**OBJECTIF:**
Pouvez-vous recopier à l'identique les lignes ci-dessous, en commençant à celle qui contient "Target: brown and white dog" et en vous arrêtant après la dernière ligne, les deux comprises ?

**DONNÉES À UTILISER:**
====
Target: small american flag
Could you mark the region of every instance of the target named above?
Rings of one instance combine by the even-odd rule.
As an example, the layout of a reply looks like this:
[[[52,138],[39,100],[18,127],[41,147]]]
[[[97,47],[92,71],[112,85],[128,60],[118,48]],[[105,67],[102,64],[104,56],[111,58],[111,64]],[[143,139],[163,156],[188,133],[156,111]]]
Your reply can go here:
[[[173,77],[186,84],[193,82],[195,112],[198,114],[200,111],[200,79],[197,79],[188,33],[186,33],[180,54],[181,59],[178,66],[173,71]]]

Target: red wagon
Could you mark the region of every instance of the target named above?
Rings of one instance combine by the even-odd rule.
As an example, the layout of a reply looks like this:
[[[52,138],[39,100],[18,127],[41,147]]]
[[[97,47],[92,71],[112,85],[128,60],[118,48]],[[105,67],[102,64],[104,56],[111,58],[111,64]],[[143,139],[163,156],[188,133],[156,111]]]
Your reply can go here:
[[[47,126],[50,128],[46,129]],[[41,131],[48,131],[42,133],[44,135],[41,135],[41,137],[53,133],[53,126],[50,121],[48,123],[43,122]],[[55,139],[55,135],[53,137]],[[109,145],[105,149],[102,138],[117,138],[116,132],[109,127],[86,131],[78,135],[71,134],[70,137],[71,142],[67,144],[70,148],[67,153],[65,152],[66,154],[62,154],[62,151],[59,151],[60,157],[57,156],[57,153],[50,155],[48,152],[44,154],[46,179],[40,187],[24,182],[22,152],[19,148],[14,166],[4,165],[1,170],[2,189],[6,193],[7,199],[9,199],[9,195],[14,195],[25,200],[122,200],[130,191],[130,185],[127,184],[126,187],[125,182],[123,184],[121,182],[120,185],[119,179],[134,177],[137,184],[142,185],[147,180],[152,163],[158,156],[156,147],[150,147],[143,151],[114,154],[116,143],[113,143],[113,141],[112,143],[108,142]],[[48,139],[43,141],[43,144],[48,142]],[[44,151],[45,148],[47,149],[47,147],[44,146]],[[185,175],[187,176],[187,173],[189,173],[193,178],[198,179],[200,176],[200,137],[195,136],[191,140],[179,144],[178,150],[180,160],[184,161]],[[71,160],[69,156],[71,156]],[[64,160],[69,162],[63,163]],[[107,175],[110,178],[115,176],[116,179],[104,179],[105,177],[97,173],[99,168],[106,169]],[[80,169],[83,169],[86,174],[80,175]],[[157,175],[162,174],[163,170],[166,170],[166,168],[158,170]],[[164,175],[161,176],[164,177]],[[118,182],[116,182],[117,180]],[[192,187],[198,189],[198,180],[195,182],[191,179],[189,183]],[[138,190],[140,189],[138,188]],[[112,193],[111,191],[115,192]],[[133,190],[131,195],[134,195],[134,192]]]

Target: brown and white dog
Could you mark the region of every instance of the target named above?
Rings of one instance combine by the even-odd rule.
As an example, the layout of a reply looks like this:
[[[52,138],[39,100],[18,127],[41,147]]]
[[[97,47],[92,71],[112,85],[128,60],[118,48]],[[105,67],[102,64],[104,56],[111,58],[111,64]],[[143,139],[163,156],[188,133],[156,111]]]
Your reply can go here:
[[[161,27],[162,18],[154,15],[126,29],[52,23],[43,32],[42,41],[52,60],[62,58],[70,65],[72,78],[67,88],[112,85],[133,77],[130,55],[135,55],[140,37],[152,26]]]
====
**RÉPONSE:**
Target: brown and white dog
Could you mark the region of every instance of the target named above?
Rings of one instance combine by the even-odd rule.
As an example, the layout of a reply looks like this:
[[[52,138],[39,100],[18,127],[41,147]]]
[[[97,47],[92,71],[112,85],[128,60],[118,48]],[[105,67],[102,64],[104,56],[111,58],[111,64]],[[143,139],[163,156],[188,133],[156,111]]]
Your reply can go here:
[[[161,27],[162,18],[154,15],[126,29],[52,23],[43,32],[42,41],[52,60],[62,58],[70,65],[72,78],[67,88],[112,85],[133,77],[130,55],[135,55],[140,37],[152,26]]]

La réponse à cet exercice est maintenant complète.